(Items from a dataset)
##############################

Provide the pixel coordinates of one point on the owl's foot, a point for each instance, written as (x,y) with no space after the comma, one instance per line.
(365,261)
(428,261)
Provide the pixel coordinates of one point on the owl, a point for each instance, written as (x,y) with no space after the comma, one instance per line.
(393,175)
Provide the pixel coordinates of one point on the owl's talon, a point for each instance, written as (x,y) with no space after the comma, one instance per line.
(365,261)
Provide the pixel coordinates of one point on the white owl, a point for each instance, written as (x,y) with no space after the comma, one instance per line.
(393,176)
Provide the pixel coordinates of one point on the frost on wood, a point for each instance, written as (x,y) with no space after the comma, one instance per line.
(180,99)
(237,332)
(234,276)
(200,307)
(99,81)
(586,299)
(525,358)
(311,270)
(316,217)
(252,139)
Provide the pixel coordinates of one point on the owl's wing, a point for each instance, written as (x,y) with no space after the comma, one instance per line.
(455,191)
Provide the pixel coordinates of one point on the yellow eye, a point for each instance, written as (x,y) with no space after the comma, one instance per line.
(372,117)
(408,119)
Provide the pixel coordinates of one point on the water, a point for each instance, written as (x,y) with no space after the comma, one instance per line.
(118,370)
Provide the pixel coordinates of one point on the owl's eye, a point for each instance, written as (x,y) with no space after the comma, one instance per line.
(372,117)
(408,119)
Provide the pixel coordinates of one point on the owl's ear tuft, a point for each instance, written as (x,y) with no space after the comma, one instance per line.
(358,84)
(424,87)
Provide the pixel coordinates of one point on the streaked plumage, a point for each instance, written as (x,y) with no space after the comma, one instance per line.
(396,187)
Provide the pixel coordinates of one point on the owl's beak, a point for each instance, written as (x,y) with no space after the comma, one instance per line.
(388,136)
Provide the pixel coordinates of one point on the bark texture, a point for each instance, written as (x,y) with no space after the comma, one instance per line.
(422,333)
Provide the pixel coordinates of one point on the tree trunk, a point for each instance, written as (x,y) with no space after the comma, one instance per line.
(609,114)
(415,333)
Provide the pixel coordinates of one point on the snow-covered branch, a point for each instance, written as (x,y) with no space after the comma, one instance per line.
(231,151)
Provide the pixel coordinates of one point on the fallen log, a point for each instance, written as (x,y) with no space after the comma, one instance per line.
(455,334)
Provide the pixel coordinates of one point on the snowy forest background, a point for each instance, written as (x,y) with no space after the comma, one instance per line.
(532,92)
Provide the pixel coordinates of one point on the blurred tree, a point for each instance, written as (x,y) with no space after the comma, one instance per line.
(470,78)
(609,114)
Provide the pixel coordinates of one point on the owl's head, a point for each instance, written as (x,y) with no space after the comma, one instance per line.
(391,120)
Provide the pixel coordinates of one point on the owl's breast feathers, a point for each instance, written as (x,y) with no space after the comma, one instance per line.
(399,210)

##############################

» **Exercise**
Write out the listing above again, switching every "Provide" to "Give" and keeping everything else the same.

» **Task solution**
Give the pixel coordinates of one point on the owl's foot, a point for each instance, written as (x,y) with no space after the comma, one instance per line.
(365,261)
(428,261)
Give the pixel coordinates of one point on the owl, a point for each instance, written as (x,y) with no space after the comma, one instance per line.
(393,175)
Give the pixel coordinates of one point on the owl's talon, a point for each instance, written as (x,y) with no space after the comma, one instance per line.
(365,261)
Give the pixel coordinates of one point on the white owl, a point for each instance, written as (x,y) with no space after the comma, one instance per line.
(393,176)
Give the pixel coordinates of one point on the frost on wood, a point for each instance, written as (x,y) with no space after the comma, one instance per line.
(180,99)
(237,332)
(234,276)
(200,307)
(99,81)
(586,299)
(525,358)
(311,270)
(316,217)
(252,139)
Give the pixel coordinates of one point on the owl's wing, a point for each instance, written as (x,y) with no space after the comma, one instance per line.
(455,191)
Give the pixel coordinates of one point on the yellow eye, a point for each instance, written as (x,y) with no space after the comma, one instance per line.
(372,117)
(408,119)
Give the pixel coordinates of one point on the water, a point for each instance, written as (x,y) with no space after the comma, one instance per line.
(118,370)
Give the pixel coordinates of one point on the owl's eye, a point for each instance, written as (x,y) with no space after the comma, one instance per line.
(372,117)
(408,119)
Give the pixel coordinates of one point on the owl's ear tuft, a point for each instance, written as (x,y) with no space after the comma, one instance per line.
(358,84)
(424,87)
Give the pixel coordinates of one point on the streaked plumage, a point for each instance, written as (x,y) with no space after the comma, one instance per line.
(396,187)
Give the pixel coordinates of one point on the owl's beak, a point for each instance, written as (x,y) with no space after the comma, one instance per line.
(388,136)
Give the pixel coordinates of one point on the bark texture, a point for each instance, written as (x,y) with no space after the comma, one instance per line.
(422,333)
Give the pixel coordinates of one point on the tree trunk, a point for each instance, written as (x,y) with no space after the comma, one instance per line.
(609,114)
(415,333)
Give the pixel coordinates of one point on the snow-covered branch, a point for each instance, written as (x,y) with no space after the comma, one instance per line.
(231,151)
Give the pixel coordinates of one point on the fallen log, a point for each instance, written as (x,y) with no space after the comma, one instance per line.
(455,334)
Give the pixel coordinates of one point on the snowy forest background, a point for each instance, written as (x,y) with no space after the comma, one instance per line.
(532,92)
Give the pixel coordinates of one point on the blurred tree, a point for each instance, written as (x,y) with no space after the comma, one instance per line.
(470,78)
(609,114)
Give the pixel coordinates of one point on the owl's head, a point for each instance, written as (x,y) with no space after the comma, one instance per line.
(391,120)
Give the pixel coordinates of one point on the owl's breast feathers, a point for each instance, written as (x,y) with no space after the comma, one instance per line.
(399,210)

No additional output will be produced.